## INPUT
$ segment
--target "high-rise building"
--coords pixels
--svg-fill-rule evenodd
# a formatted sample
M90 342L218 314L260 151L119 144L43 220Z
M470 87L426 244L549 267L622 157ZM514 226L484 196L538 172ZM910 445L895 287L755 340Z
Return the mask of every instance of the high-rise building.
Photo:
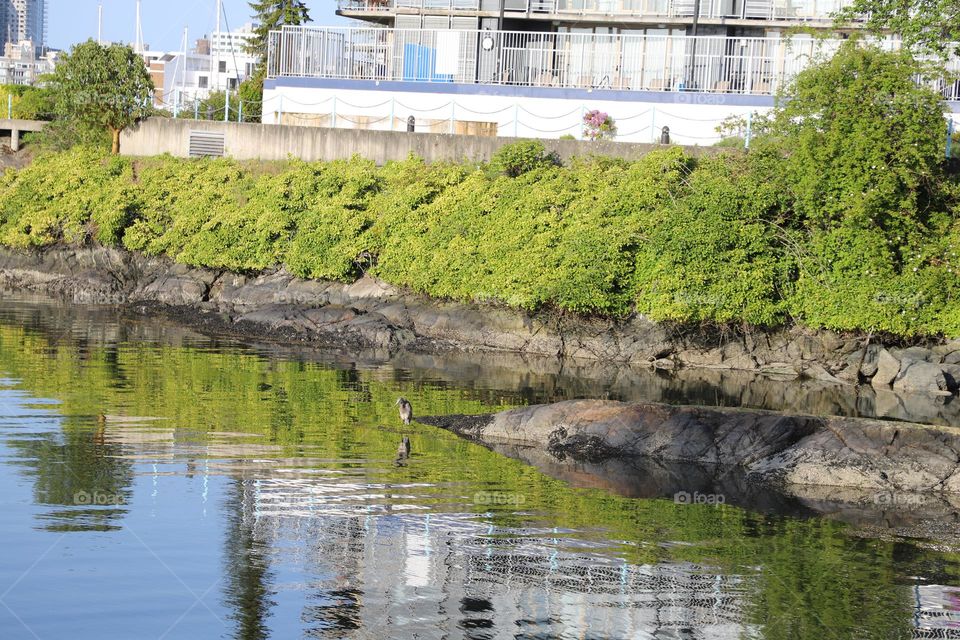
M729 122L749 140L754 113L862 28L837 31L833 14L849 4L338 0L339 15L366 24L271 32L263 117L557 138L585 136L594 114L616 121L618 140L712 144ZM900 45L893 34L879 43ZM931 85L957 112L952 77Z
M29 40L36 55L47 44L47 0L0 0L0 48Z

## EXERCISE
Rewrite all of the records above as a numbered list of their lines, skipping any blank lines. Leave the pictures out of your answer.

## EXERCISE OUTPUT
1. $ segment
2. --target "high-rise building"
3. --coords pixels
4. --svg-fill-rule evenodd
5. # a formatted sample
6. M90 342L218 314L260 151L119 144L43 220Z
7. M470 87L426 244L549 267L622 157ZM514 226L484 196L538 172ZM910 445L895 287L755 340Z
8. Return the mask of every instance of the high-rise building.
9. Photo:
10. M729 122L749 140L754 113L862 28L837 31L833 14L849 4L338 0L339 15L366 24L271 32L263 117L557 138L585 136L594 114L616 121L618 140L712 144ZM900 45L893 34L879 43ZM931 85L957 112L952 77Z
11. M29 40L36 55L47 44L47 0L0 0L0 48Z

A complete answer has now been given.